▸ **Task to carry out**
Please rewrite the stretch from the start of the rows through the line that contains "positive clicks: (21, 13) (20, 13)", swapping every "rough mask" for "coarse mask" and keeping all else the same.

****************************************

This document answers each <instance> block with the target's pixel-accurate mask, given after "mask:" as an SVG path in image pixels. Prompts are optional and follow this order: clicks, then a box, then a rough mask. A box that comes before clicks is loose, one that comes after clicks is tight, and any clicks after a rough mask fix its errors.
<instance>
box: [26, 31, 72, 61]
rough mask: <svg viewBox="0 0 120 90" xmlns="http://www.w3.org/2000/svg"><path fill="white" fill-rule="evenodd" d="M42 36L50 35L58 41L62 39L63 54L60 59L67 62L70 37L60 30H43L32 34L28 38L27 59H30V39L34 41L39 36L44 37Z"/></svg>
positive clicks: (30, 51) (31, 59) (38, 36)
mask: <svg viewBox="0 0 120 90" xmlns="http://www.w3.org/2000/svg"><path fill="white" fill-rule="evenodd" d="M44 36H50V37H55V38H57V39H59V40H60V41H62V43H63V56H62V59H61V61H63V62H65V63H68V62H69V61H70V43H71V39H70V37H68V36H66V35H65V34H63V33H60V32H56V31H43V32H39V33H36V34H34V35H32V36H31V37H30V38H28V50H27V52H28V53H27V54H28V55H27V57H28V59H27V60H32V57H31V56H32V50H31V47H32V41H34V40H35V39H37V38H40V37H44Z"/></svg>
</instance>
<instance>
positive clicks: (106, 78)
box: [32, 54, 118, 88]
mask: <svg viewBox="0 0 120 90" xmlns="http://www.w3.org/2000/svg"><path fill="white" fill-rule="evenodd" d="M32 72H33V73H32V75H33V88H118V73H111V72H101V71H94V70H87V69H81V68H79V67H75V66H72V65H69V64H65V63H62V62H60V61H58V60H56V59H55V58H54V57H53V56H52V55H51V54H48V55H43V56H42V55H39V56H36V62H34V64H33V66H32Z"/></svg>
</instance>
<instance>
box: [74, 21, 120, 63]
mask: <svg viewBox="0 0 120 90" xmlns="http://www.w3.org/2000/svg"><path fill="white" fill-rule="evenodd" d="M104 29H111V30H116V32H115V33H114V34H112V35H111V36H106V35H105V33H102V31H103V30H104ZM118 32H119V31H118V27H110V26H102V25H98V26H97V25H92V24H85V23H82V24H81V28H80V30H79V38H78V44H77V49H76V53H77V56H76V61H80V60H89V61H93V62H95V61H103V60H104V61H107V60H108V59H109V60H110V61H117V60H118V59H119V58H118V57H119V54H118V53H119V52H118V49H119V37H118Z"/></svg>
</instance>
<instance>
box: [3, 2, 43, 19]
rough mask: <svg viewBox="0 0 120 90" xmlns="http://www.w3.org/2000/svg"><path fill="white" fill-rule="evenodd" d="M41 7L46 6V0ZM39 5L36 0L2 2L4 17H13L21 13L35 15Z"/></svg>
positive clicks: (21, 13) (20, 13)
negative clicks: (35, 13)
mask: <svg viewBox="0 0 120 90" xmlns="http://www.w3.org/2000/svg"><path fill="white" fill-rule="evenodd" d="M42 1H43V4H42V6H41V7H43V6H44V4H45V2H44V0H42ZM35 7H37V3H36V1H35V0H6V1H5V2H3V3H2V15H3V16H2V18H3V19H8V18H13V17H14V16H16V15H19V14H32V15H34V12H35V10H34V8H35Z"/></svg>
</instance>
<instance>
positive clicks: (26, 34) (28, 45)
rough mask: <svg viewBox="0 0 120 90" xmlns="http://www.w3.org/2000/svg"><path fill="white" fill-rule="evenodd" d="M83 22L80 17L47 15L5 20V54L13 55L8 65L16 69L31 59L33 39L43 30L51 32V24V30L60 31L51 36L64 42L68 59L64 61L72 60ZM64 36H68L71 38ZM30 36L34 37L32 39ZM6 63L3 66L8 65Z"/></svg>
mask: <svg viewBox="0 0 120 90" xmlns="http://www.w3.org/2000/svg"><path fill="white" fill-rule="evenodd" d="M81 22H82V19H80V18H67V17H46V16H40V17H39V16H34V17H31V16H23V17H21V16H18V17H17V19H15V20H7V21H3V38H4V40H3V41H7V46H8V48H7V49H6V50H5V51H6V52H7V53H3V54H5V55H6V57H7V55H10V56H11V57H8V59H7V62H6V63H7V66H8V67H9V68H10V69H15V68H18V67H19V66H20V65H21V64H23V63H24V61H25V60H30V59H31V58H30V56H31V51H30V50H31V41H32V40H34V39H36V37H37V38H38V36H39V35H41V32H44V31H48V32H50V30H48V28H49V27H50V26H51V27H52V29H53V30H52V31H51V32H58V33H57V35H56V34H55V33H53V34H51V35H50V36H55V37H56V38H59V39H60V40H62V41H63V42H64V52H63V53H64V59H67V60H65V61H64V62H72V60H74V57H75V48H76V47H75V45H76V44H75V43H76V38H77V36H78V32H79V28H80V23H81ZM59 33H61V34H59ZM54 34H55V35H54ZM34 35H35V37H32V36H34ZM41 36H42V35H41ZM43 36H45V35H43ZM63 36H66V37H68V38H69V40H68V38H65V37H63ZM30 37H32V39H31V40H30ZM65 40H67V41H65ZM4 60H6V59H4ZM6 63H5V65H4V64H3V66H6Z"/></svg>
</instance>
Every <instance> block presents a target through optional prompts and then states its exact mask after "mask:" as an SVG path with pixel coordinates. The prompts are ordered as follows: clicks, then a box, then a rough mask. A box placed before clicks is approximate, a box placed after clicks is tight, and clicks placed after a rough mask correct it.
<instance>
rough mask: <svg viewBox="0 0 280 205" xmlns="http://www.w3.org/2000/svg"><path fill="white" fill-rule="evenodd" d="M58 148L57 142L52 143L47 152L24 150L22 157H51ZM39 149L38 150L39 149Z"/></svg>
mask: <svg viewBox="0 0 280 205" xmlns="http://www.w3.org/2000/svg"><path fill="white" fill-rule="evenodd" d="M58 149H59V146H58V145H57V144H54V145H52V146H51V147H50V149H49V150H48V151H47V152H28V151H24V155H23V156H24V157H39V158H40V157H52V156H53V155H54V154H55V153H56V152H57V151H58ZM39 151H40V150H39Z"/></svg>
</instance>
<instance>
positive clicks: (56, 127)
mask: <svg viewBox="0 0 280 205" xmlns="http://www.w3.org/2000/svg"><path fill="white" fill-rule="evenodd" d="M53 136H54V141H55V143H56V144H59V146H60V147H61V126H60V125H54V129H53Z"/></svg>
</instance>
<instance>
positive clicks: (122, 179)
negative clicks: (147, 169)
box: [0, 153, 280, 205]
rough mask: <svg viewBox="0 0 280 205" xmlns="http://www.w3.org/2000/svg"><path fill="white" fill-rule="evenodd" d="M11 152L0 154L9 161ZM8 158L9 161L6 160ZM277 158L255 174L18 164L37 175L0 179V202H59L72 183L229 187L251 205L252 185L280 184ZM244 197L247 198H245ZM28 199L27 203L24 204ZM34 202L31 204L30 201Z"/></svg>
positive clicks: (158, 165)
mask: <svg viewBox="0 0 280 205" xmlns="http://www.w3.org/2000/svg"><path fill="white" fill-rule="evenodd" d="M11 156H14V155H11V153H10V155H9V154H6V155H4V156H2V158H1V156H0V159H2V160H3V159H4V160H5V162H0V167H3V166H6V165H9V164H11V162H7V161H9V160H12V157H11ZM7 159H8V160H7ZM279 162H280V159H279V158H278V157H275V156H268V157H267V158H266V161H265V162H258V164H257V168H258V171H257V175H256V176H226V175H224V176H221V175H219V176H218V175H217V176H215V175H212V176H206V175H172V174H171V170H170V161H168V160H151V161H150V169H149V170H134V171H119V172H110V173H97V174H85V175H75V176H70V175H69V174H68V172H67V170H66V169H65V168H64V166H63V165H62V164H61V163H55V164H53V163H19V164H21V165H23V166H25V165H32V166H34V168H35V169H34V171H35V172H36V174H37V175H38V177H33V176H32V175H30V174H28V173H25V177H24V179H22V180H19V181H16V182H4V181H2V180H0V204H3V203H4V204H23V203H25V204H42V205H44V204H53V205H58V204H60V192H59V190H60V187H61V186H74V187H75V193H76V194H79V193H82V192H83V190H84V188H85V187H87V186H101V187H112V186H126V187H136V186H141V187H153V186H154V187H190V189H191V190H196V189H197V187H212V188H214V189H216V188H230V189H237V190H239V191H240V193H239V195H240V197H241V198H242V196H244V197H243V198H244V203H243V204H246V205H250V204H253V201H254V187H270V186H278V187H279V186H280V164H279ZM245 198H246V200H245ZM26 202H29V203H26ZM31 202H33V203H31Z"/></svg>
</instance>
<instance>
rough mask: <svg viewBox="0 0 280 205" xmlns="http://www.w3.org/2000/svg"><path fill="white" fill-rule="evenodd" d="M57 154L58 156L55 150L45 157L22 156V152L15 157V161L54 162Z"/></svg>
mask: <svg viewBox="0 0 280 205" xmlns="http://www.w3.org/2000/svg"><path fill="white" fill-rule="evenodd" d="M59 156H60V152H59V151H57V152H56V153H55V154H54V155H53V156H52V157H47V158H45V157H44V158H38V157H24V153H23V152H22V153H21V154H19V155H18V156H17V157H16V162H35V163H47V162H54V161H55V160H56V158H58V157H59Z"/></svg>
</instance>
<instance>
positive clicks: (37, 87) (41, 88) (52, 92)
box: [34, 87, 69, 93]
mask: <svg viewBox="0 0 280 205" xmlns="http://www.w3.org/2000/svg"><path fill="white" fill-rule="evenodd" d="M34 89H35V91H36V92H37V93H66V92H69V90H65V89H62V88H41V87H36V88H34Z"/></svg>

****************************************

▸ **Answer to this task**
This document answers each <instance> block with the target's pixel-accurate mask, given after "mask:" as an SVG path in image pixels. Prompts are optional and follow this order: clicks, then a box, then a coarse mask. A box that comes before clicks is loose, one that comes after clicks is tight, and any clicks after a coarse mask fix its errors.
<instance>
box: [26, 31, 72, 61]
coarse mask: <svg viewBox="0 0 120 90" xmlns="http://www.w3.org/2000/svg"><path fill="white" fill-rule="evenodd" d="M42 36L50 35L58 41L62 39L63 54L60 59L67 62L70 37L60 30H43L32 34L28 38L27 59H30V39L34 41L39 36L44 37Z"/></svg>
positive clicks: (30, 51) (31, 59) (38, 36)
mask: <svg viewBox="0 0 120 90" xmlns="http://www.w3.org/2000/svg"><path fill="white" fill-rule="evenodd" d="M44 36H50V37H55V38H57V39H59V40H60V41H62V43H63V56H62V59H61V61H63V62H65V63H68V62H69V61H70V43H71V39H70V37H68V36H66V35H65V34H63V33H60V32H56V31H43V32H39V33H36V34H34V35H32V36H31V37H30V38H28V50H27V52H28V53H27V54H28V55H27V57H28V59H27V60H32V57H31V56H32V50H31V47H32V41H34V40H35V39H37V38H40V37H44Z"/></svg>
</instance>
<instance>
positive clicks: (106, 78)
box: [32, 54, 118, 88]
mask: <svg viewBox="0 0 120 90" xmlns="http://www.w3.org/2000/svg"><path fill="white" fill-rule="evenodd" d="M32 72H33V73H32V75H33V88H118V73H111V72H101V71H94V70H87V69H81V68H79V67H75V66H72V65H69V64H65V63H62V62H60V61H58V60H56V59H55V58H54V57H53V56H52V55H51V54H48V55H43V56H42V55H39V56H36V62H34V64H33V66H32Z"/></svg>
</instance>
<instance>
box: [74, 21, 120, 63]
mask: <svg viewBox="0 0 120 90" xmlns="http://www.w3.org/2000/svg"><path fill="white" fill-rule="evenodd" d="M104 29H111V30H116V32H115V33H114V34H112V35H111V36H106V35H105V33H102V31H103V30H104ZM118 32H119V31H118V27H110V26H102V25H98V26H97V25H92V24H85V23H82V24H81V28H80V30H79V38H78V44H77V49H76V53H77V56H76V61H80V60H89V61H93V62H95V61H103V60H104V61H107V60H108V59H109V60H110V61H117V60H118V59H119V58H118V57H119V54H118V53H119V52H118V49H119V37H118Z"/></svg>
</instance>
<instance>
box: [3, 2, 43, 19]
coarse mask: <svg viewBox="0 0 120 90" xmlns="http://www.w3.org/2000/svg"><path fill="white" fill-rule="evenodd" d="M41 7L46 6V0ZM39 5L36 0L2 2L4 17H13L21 13L35 15Z"/></svg>
positive clicks: (21, 13) (20, 13)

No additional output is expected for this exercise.